* _What is required_: For this exercise, please find the lines in the entries that include the word "below" and copy them.

Working data START

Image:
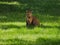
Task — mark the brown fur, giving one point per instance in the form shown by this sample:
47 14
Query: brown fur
31 20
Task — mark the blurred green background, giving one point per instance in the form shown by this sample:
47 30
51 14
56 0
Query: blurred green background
13 30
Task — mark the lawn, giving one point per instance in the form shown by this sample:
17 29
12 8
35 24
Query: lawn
13 30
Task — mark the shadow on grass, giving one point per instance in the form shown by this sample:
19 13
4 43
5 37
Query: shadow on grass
24 26
44 26
39 41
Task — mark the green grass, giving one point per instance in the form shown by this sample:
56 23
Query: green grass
13 30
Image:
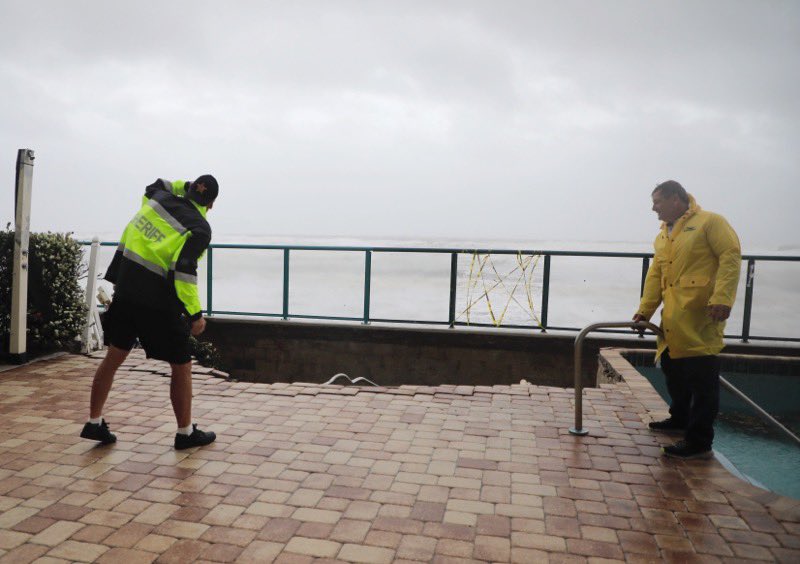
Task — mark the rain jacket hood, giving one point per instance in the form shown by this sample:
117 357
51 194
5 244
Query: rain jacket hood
695 265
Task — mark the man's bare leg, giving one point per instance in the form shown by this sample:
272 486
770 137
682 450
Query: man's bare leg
103 378
96 428
180 392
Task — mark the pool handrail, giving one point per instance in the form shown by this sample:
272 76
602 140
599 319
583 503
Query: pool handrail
640 325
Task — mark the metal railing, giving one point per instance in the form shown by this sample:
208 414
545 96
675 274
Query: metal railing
455 253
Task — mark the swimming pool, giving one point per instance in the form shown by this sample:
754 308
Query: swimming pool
750 447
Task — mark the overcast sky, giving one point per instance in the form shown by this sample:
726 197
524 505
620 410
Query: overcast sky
479 121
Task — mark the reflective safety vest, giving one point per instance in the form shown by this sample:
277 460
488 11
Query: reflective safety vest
156 261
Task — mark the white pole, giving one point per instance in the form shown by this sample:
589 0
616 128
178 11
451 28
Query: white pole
91 303
19 283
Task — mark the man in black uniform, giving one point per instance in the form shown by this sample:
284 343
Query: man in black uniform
154 272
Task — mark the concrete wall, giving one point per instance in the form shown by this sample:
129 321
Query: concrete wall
290 351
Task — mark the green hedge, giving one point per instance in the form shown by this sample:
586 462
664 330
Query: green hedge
56 308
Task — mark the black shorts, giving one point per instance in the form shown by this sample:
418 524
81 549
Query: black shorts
164 334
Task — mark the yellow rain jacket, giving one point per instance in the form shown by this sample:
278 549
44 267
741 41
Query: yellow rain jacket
695 265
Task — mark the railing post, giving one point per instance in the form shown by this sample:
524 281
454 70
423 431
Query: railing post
91 308
451 316
367 280
748 299
286 283
545 291
209 277
18 343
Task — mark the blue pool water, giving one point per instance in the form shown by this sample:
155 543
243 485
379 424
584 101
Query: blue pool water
757 451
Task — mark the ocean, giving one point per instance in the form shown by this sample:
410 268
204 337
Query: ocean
491 289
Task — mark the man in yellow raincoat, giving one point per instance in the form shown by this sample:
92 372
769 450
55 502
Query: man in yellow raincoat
694 273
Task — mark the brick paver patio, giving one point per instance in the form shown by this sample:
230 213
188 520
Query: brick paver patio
309 473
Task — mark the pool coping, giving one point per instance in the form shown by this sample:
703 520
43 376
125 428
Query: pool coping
616 370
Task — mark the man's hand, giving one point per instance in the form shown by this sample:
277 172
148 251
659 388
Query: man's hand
638 317
718 312
198 326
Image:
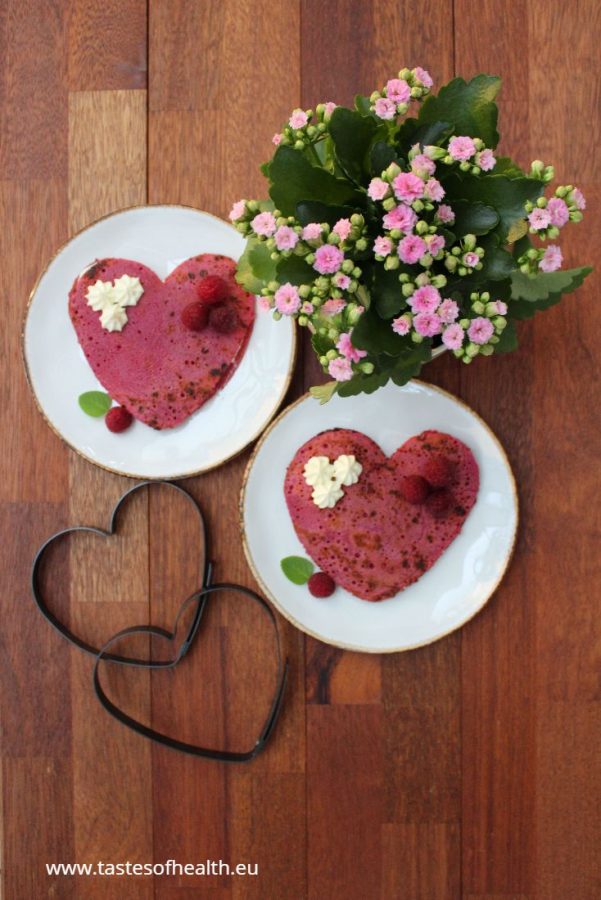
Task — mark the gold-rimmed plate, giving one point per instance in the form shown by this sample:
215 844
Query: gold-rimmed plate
456 587
161 237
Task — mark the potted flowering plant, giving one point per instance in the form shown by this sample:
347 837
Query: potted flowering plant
391 238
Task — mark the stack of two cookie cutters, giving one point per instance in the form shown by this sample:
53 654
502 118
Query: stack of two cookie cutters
198 601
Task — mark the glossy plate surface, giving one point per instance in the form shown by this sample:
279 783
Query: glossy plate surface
161 237
459 583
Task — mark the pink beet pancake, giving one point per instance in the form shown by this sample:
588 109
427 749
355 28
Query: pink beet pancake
374 543
155 367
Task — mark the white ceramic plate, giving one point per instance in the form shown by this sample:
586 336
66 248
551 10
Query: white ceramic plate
459 583
161 237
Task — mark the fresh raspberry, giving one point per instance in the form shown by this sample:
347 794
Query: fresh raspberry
414 489
212 289
321 585
223 318
438 471
440 502
118 419
195 316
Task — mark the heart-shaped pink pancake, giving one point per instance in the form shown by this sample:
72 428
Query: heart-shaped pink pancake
374 543
155 367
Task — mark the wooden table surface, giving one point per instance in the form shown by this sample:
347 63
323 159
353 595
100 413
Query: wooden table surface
468 769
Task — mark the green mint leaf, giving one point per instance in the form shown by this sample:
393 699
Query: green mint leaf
297 569
468 106
95 403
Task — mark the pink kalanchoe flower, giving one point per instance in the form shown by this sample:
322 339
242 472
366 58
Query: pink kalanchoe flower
424 299
340 369
401 217
423 76
452 337
579 198
461 148
559 212
447 311
422 165
385 108
285 238
378 189
408 187
345 346
539 219
328 259
445 214
333 306
427 324
382 246
552 259
434 190
412 248
341 281
401 325
287 300
311 232
398 90
486 160
480 330
342 228
435 243
263 224
237 210
298 119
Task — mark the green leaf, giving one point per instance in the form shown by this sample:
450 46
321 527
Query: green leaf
411 132
371 333
362 105
532 293
506 166
506 195
382 154
363 384
473 218
324 392
297 569
508 339
353 135
314 211
95 403
294 179
468 106
517 231
255 266
295 270
386 291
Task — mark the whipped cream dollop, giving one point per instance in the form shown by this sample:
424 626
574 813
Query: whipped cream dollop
111 298
327 478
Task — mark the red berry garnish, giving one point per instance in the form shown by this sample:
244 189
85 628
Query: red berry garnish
223 318
321 585
118 419
195 316
212 289
440 502
438 471
414 489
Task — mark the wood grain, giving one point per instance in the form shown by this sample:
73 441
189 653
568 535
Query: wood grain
467 769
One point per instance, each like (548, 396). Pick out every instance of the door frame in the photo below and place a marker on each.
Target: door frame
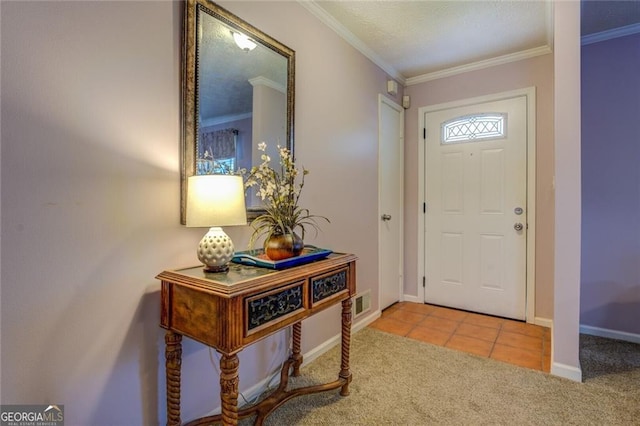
(384, 100)
(530, 95)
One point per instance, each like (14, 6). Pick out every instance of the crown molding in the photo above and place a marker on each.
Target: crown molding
(500, 60)
(610, 34)
(354, 41)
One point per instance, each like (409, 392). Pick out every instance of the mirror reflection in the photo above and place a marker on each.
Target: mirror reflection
(242, 94)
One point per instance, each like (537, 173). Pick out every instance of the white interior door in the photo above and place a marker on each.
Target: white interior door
(390, 199)
(476, 218)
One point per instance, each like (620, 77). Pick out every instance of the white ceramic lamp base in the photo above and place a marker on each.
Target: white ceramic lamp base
(215, 250)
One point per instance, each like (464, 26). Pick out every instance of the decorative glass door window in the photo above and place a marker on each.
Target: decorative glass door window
(470, 128)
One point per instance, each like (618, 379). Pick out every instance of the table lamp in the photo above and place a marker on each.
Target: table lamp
(215, 201)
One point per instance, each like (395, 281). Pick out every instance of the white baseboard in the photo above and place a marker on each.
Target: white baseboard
(410, 298)
(610, 334)
(543, 322)
(566, 371)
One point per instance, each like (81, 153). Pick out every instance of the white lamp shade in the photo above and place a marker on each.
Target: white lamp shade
(215, 200)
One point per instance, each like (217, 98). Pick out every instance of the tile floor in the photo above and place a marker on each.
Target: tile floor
(515, 342)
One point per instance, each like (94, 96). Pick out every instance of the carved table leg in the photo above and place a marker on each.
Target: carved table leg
(173, 356)
(296, 357)
(345, 373)
(229, 388)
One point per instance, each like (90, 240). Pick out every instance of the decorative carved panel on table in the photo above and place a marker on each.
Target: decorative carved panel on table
(274, 305)
(328, 285)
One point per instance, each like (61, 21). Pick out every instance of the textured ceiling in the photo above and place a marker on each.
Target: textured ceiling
(225, 72)
(419, 37)
(410, 39)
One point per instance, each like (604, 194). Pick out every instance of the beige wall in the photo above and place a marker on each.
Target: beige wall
(90, 197)
(568, 192)
(536, 72)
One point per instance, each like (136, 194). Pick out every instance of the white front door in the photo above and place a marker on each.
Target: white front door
(476, 200)
(390, 199)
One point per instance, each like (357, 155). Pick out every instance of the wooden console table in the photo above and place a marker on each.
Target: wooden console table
(231, 310)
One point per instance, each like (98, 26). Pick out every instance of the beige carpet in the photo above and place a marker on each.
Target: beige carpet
(399, 381)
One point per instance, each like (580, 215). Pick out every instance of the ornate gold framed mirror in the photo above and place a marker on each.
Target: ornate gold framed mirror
(237, 91)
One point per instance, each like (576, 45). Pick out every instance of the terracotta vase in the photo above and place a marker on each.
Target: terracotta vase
(283, 246)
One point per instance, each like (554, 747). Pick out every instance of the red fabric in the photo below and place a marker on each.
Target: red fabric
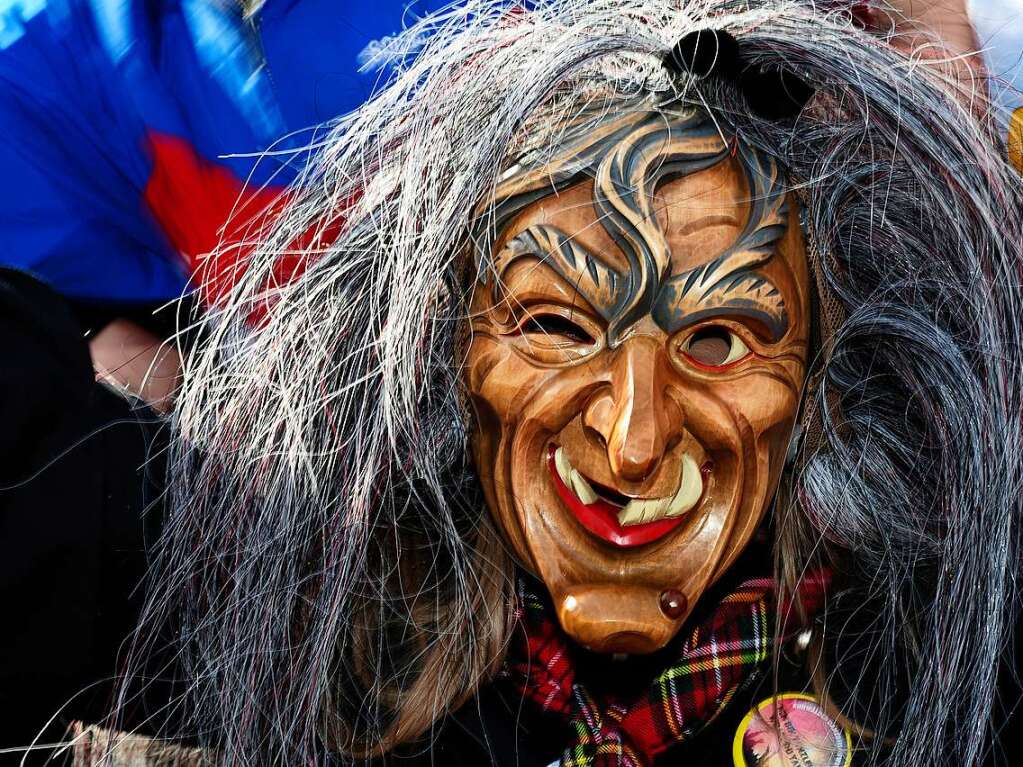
(204, 209)
(716, 659)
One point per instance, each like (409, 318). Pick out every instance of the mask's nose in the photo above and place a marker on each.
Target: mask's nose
(635, 417)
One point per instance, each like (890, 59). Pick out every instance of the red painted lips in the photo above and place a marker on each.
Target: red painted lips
(601, 517)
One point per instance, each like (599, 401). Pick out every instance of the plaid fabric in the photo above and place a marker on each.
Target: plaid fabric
(717, 659)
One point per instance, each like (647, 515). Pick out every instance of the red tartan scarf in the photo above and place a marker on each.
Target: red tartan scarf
(721, 656)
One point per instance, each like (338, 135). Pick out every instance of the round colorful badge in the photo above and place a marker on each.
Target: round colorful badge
(791, 730)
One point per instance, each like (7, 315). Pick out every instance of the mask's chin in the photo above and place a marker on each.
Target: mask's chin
(614, 598)
(616, 619)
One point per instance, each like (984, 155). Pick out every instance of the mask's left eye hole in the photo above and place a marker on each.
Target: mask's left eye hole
(554, 324)
(715, 347)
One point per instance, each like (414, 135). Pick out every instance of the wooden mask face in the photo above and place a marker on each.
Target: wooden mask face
(635, 364)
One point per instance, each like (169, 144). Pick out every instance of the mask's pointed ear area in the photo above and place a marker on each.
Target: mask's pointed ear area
(774, 94)
(771, 94)
(706, 53)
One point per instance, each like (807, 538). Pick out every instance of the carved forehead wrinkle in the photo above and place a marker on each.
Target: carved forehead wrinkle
(571, 211)
(626, 160)
(702, 215)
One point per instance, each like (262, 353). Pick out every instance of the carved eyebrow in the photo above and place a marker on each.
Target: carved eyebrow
(727, 285)
(602, 285)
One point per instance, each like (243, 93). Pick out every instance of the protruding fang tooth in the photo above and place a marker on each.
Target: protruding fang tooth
(638, 510)
(582, 488)
(690, 489)
(563, 466)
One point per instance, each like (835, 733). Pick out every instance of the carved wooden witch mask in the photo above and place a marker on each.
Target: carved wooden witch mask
(637, 352)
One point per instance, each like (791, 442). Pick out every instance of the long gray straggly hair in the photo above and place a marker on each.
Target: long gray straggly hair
(327, 566)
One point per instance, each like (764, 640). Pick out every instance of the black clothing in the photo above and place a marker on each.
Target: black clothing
(76, 463)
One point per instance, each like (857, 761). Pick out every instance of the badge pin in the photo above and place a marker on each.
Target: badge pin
(791, 730)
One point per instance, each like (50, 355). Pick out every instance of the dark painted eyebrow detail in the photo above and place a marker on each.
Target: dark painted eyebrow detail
(687, 300)
(599, 283)
(627, 155)
(730, 283)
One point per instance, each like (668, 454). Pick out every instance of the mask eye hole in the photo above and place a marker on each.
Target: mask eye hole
(554, 324)
(715, 346)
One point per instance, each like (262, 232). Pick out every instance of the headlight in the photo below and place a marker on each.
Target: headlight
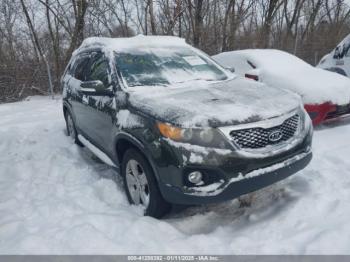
(206, 137)
(306, 120)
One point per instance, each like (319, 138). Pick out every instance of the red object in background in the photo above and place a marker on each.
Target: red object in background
(319, 113)
(253, 77)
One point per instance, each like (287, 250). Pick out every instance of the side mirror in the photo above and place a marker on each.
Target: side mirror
(231, 69)
(95, 88)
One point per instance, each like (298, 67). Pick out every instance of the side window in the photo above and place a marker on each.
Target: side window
(80, 67)
(99, 69)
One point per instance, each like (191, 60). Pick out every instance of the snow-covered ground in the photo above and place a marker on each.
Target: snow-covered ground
(56, 198)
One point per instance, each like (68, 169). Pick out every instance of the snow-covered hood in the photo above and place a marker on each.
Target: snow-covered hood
(314, 85)
(213, 104)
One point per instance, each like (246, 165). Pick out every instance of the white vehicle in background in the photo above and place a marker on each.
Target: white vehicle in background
(326, 95)
(339, 59)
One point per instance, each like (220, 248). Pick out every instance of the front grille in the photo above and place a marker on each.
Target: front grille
(254, 138)
(340, 110)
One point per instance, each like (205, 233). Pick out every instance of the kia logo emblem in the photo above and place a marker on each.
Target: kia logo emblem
(275, 136)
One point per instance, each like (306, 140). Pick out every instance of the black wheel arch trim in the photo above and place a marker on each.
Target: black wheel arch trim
(137, 144)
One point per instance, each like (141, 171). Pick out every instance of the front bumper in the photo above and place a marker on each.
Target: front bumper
(229, 174)
(239, 186)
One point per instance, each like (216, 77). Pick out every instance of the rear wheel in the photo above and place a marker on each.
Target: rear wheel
(141, 186)
(71, 130)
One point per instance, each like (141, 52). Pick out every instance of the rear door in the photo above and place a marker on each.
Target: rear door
(77, 99)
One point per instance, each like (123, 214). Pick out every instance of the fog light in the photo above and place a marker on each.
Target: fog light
(195, 177)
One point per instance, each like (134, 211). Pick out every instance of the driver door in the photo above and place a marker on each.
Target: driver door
(101, 109)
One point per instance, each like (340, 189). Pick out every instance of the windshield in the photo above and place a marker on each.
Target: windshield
(166, 66)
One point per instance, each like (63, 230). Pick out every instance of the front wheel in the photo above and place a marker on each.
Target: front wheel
(141, 186)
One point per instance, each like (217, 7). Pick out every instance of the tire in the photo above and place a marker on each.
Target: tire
(71, 130)
(141, 186)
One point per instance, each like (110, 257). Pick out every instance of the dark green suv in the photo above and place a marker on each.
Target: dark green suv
(179, 127)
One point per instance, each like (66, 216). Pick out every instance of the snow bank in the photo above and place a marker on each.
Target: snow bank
(282, 70)
(56, 198)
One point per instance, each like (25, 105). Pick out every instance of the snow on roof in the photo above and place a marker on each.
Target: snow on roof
(139, 41)
(283, 70)
(271, 58)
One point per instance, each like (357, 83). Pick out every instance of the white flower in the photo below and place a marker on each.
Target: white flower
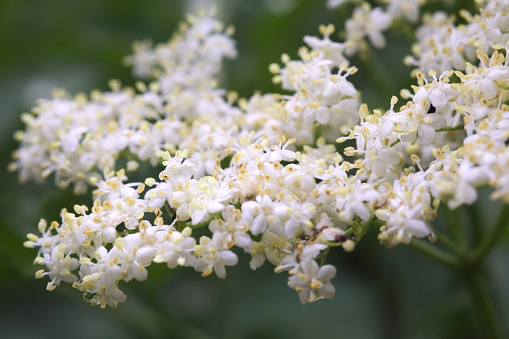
(213, 255)
(313, 282)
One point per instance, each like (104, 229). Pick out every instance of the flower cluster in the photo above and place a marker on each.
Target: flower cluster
(256, 174)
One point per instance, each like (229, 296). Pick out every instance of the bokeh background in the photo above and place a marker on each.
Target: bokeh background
(79, 45)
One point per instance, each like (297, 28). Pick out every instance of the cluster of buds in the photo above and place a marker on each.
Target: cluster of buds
(253, 174)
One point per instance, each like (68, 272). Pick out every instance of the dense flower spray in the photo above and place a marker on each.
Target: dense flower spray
(284, 177)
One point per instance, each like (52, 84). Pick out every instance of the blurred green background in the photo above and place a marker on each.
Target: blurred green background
(79, 45)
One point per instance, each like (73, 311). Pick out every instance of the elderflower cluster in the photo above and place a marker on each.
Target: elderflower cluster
(262, 175)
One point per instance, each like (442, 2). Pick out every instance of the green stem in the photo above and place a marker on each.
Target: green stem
(485, 247)
(455, 228)
(483, 306)
(444, 240)
(434, 253)
(475, 223)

Working data END

* _Solution for this exercise_:
One point per instance, each like (548, 396). Pick out every instance of the door frame in the photo below and place a marker on each.
One point per instance, each like (554, 747). Pick out every instance of the red fabric in the photo below and place a marker on each.
One point per instance, each like (262, 232). Pick out every instance of the headlight in the photo below and place a marker on each.
One point per instance, each like (357, 83). Pick out every instance of the white flower in the photo below and place a marker on each.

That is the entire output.